Task brief:
Pick out every line in the records below that contains the word "green", and copy each one in full.

Stored records:
[Begin]
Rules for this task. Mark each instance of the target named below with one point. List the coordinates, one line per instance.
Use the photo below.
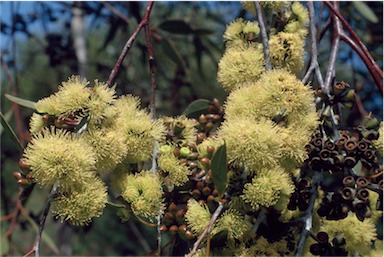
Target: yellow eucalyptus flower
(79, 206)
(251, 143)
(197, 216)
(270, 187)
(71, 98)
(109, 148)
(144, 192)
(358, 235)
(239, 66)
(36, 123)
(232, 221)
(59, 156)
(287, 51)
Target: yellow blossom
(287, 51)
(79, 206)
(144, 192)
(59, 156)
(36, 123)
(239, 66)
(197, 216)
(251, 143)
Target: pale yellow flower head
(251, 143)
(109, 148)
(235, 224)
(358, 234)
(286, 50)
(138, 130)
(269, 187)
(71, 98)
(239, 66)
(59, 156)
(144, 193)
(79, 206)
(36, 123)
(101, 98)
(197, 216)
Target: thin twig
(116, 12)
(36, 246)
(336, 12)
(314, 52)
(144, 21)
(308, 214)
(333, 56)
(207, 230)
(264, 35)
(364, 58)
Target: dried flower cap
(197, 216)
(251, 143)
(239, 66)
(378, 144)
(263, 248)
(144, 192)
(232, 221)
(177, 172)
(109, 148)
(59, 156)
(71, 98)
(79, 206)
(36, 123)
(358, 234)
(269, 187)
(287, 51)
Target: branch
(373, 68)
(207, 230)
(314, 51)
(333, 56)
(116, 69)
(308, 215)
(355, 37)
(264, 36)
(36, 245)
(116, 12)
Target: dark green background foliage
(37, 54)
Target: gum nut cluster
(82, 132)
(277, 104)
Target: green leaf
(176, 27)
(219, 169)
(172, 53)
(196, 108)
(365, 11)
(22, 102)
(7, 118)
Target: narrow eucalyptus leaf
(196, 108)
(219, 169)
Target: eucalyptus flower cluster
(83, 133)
[End]
[Begin]
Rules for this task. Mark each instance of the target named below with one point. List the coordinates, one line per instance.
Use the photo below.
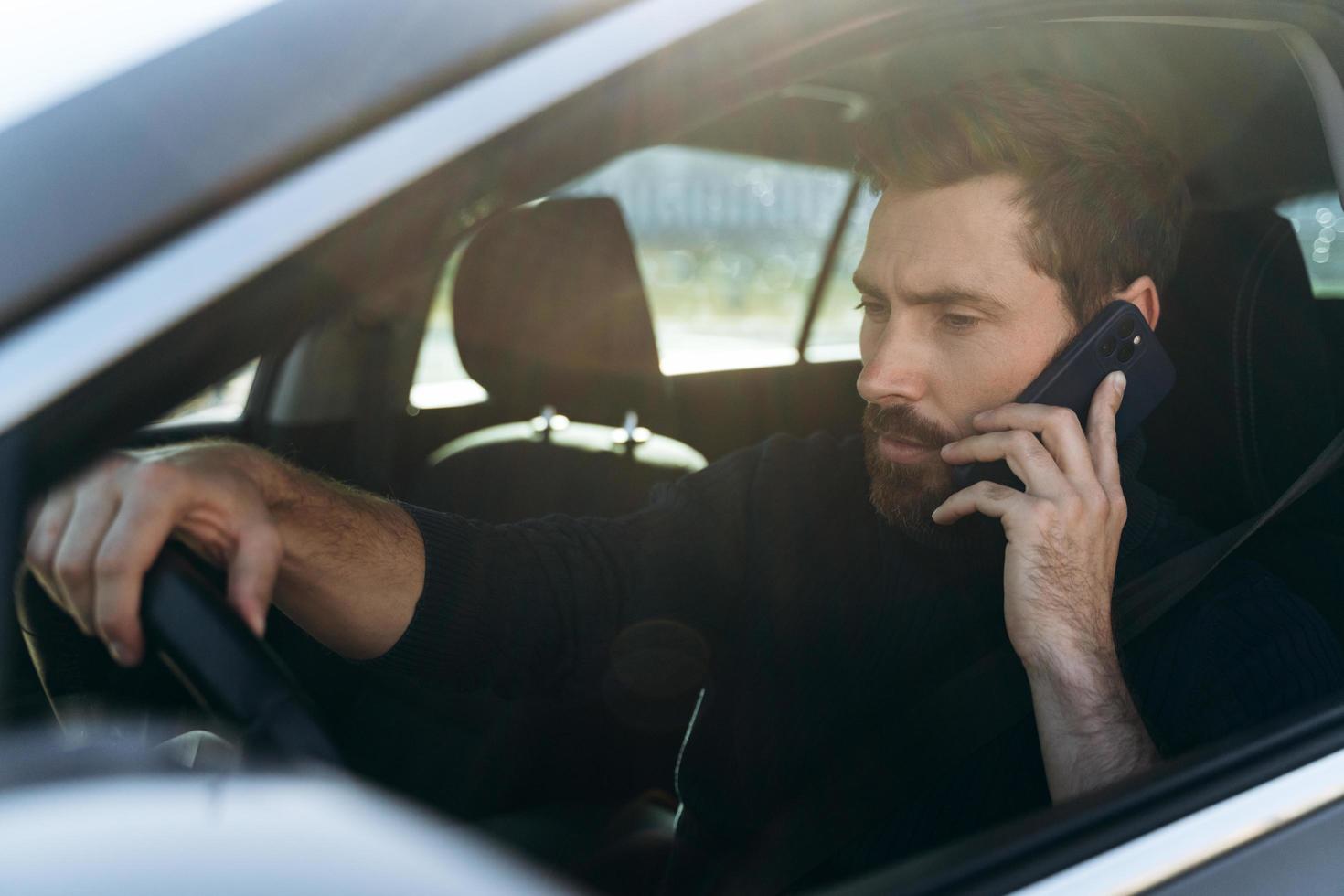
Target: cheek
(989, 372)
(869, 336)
[End]
Answer to this exercise:
Target: dark green background foliage
Target: green leaf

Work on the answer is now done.